PROMPT
Return every one of the following lines unchanged, from the first to the last.

DATASET ROWS
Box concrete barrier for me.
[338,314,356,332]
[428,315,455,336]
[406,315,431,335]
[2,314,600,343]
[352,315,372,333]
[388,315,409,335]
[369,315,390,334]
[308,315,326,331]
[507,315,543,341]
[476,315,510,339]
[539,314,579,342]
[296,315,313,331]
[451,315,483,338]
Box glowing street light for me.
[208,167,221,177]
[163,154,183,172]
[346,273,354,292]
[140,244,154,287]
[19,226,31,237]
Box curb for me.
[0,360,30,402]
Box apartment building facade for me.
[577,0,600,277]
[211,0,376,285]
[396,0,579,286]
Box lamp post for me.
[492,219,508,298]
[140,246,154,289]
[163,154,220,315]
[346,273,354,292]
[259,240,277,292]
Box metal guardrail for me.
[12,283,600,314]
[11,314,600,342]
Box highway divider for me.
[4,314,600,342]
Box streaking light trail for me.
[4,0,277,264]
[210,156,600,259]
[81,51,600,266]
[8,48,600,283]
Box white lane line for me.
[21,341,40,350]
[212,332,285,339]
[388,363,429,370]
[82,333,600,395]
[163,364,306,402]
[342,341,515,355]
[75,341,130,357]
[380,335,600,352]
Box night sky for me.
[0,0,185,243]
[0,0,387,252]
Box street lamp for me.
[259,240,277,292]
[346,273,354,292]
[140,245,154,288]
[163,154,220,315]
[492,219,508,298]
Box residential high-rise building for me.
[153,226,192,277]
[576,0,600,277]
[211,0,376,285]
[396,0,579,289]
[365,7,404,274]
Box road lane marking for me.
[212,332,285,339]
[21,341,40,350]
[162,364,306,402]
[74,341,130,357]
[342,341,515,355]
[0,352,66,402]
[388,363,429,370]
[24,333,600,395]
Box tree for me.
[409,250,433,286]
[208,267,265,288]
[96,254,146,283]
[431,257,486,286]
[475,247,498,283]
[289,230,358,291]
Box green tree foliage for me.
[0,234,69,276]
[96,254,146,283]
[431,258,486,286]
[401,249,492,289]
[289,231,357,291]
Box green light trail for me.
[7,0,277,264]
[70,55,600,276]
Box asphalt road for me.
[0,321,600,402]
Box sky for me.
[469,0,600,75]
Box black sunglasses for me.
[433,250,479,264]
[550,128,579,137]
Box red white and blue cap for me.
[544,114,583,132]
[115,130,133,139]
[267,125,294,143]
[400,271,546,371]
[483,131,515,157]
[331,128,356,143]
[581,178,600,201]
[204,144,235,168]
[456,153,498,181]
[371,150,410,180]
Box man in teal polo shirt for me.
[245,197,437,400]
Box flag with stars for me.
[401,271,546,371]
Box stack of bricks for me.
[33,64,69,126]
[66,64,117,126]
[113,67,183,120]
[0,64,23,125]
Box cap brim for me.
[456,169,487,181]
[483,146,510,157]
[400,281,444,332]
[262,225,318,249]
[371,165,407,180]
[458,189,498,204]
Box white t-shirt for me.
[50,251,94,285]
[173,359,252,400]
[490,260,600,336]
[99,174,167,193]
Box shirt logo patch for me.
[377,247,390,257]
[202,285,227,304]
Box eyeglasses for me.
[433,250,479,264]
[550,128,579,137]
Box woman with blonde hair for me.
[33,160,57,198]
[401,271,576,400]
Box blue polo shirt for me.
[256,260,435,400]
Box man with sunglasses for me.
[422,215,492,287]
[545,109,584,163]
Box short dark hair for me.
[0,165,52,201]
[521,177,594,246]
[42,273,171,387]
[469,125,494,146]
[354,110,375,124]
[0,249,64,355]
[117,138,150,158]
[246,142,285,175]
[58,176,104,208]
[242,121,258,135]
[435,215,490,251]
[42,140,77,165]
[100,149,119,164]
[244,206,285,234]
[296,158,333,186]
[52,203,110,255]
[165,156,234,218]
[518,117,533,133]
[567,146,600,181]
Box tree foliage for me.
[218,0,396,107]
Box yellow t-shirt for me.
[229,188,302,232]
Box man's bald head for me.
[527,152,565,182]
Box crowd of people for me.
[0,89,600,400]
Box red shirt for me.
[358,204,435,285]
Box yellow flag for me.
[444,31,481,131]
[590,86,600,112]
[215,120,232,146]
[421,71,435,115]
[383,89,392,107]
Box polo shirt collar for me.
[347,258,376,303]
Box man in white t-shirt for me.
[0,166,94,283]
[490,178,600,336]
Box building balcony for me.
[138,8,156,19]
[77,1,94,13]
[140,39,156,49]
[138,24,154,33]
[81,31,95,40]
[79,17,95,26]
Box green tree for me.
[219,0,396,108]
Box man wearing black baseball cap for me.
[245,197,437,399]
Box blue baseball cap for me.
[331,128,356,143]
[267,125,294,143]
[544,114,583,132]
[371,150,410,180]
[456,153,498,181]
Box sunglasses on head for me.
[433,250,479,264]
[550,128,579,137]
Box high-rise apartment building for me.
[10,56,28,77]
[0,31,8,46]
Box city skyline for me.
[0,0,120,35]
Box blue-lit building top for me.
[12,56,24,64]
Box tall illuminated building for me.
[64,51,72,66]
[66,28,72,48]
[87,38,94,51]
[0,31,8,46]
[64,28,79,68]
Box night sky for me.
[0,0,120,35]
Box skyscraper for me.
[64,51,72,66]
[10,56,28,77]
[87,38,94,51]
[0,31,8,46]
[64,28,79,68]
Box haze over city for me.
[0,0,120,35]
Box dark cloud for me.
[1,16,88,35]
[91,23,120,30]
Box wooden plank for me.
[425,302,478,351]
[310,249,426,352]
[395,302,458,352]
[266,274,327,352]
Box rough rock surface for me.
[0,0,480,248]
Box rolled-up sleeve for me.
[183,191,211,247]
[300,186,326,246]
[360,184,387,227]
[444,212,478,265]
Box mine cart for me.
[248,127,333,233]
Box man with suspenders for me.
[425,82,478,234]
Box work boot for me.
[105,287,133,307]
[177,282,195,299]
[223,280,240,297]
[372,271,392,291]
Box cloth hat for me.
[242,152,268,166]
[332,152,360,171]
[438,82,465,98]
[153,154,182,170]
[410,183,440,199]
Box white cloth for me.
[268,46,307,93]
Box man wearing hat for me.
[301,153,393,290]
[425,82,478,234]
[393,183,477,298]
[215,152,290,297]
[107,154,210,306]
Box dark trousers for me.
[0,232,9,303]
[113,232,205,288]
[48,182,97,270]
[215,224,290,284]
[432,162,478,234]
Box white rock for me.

THE REPLY
Box concrete barrier for me.
[338,314,356,332]
[428,315,455,336]
[406,315,431,335]
[2,314,600,343]
[352,315,372,333]
[388,315,409,335]
[369,315,390,334]
[308,315,326,331]
[507,315,543,341]
[476,315,510,339]
[539,314,579,342]
[296,315,313,331]
[451,315,483,338]
Box glowing street light for me.
[208,167,221,177]
[163,154,183,172]
[346,273,354,292]
[140,244,154,287]
[19,226,31,237]
Box curb for me.
[0,360,30,402]
Box apartment building facade for me.
[577,0,600,277]
[211,0,376,285]
[396,0,579,286]
Box lamp post for me.
[492,219,508,298]
[140,246,154,289]
[163,154,220,315]
[346,273,354,292]
[259,240,277,292]
Box metal guardrail for me.
[12,283,600,314]
[11,314,600,342]
Box highway divider for me.
[4,314,600,342]
Box streaking light trail for me.
[4,0,277,264]
[210,156,600,259]
[81,51,600,266]
[8,48,600,283]
Box white lane line for me.
[21,341,40,350]
[212,332,285,339]
[388,363,429,370]
[82,333,600,395]
[163,364,306,402]
[342,341,515,355]
[75,341,130,357]
[380,335,600,352]
Box night sky for me.
[0,0,185,243]
[0,0,387,252]
Box street lamp for me.
[259,240,277,292]
[346,273,354,292]
[140,245,154,288]
[163,154,220,315]
[492,219,508,298]
Box residential high-rise building for me.
[153,226,192,277]
[576,0,600,277]
[211,0,376,285]
[396,0,579,289]
[365,7,404,274]
Box road lane marking for me.
[212,332,285,339]
[21,341,40,350]
[162,364,306,402]
[74,341,130,357]
[342,341,515,355]
[0,352,66,402]
[388,363,429,370]
[24,333,600,395]
Box tree for me.
[409,250,433,286]
[208,267,265,288]
[96,254,146,283]
[431,257,486,286]
[475,247,498,283]
[289,230,358,291]
Box green tree foliage for me.
[0,234,69,276]
[96,254,146,283]
[431,258,486,286]
[401,249,492,289]
[289,231,357,291]
Box green light trail for me.
[7,0,277,264]
[70,55,600,276]
Box asphalt road for me.
[0,321,600,402]
Box sky for me.
[469,0,600,75]
Box black sunglasses for me.
[433,250,479,264]
[550,128,579,137]
Box red white and blue cap for me.
[544,114,583,132]
[115,130,133,139]
[267,125,294,143]
[400,271,546,371]
[483,131,515,157]
[331,128,356,143]
[581,178,600,201]
[204,144,235,168]
[456,153,498,181]
[371,150,410,180]
Box man in teal polo shirt for me.
[245,197,437,400]
Box flag with stars for me.
[401,271,546,371]
Box stack of bricks for me.
[33,64,69,126]
[66,64,117,126]
[113,67,183,120]
[0,64,23,125]
Box cap brim for me.
[456,169,487,181]
[483,146,510,157]
[400,281,444,332]
[262,225,318,249]
[371,165,407,180]
[458,189,498,204]
Box white t-shirt for me.
[50,251,94,285]
[173,359,252,400]
[490,260,600,336]
[99,174,167,193]
Box shirt logo patch for me.
[377,247,390,257]
[202,285,227,304]
Box eyeglasses for me.
[433,250,479,264]
[550,128,579,137]
Box woman with blonde hair for me.
[33,160,57,198]
[401,271,576,400]
Box blue polo shirt for me.
[256,260,435,400]
Box man with sunglasses for me.
[422,215,492,287]
[545,109,584,163]
Box short dark hair for me.
[0,165,52,201]
[521,177,594,246]
[42,273,171,387]
[469,125,494,146]
[354,110,375,124]
[0,249,64,355]
[117,138,150,158]
[246,142,285,175]
[58,176,104,208]
[242,121,258,135]
[435,215,490,251]
[42,140,77,165]
[100,149,119,164]
[244,206,285,234]
[296,158,333,186]
[52,203,110,255]
[165,156,234,218]
[518,117,533,133]
[567,146,600,181]
Box tree foliage for me.
[218,0,396,107]
Box yellow t-shirt for me.
[229,188,302,232]
Box man's bald head for me.
[527,152,565,182]
Box crowd of people for me.
[0,89,600,400]
Box red shirt for me.
[358,204,435,285]
Box yellow flag for me.
[444,31,481,131]
[590,86,600,112]
[215,120,232,146]
[421,71,435,115]
[383,89,392,107]
Box polo shirt collar for me.
[347,258,376,303]
Box man in white t-shirt for me.
[0,166,94,283]
[490,178,600,336]
Box building balcony for me.
[138,8,156,19]
[77,1,94,13]
[140,39,156,49]
[138,24,154,33]
[81,31,95,40]
[79,17,95,26]
Box green tree for me.
[219,0,396,108]
Box man wearing black baseball cap for me.
[245,197,437,399]
Box blue baseball cap for me.
[331,128,356,143]
[267,125,294,143]
[544,114,583,132]
[371,150,410,180]
[456,153,498,181]
Box sunglasses on head for me.
[433,250,479,264]
[550,128,579,137]
Box high-rise apartment building for me.
[10,56,28,77]
[0,31,8,46]
Box city skyline for me.
[0,0,120,35]
Box blue-lit building top for me.
[12,56,24,64]
Box tall illuminated building for me.
[64,51,72,66]
[66,28,72,48]
[87,38,94,51]
[0,31,8,46]
[64,28,79,68]
Box night sky for me.
[0,0,120,35]
Box skyscraper for me.
[64,51,72,66]
[10,56,28,77]
[87,38,94,51]
[0,31,8,46]
[64,28,79,68]
Box haze over city for me.
[0,0,120,35]
Box dark cloud for me.
[1,16,88,35]
[91,23,120,30]
Box wooden plank for me.
[425,302,478,351]
[310,249,426,352]
[395,302,458,352]
[266,274,327,352]
Box rough rock surface for me.
[0,0,480,248]
Box rolled-up sleeve for me.
[183,191,211,247]
[300,186,326,246]
[360,184,387,227]
[444,212,478,265]
Box mine cart for me.
[248,127,333,233]
Box man with suspenders for me.
[425,82,478,234]
Box work boot for me.
[105,287,133,307]
[177,282,195,299]
[223,280,240,297]
[372,271,392,291]
Box cloth hat for me.
[242,152,268,166]
[332,152,360,171]
[438,82,465,98]
[153,154,182,170]
[410,183,440,199]
Box white cloth for me.
[268,46,307,93]
Box man wearing hat for me.
[301,153,393,290]
[425,82,478,234]
[393,183,477,298]
[215,152,290,297]
[107,154,210,306]
Box dark trousers for me.
[0,232,9,303]
[113,232,205,288]
[48,182,97,270]
[215,224,290,284]
[432,162,478,234]
Box white rock for me.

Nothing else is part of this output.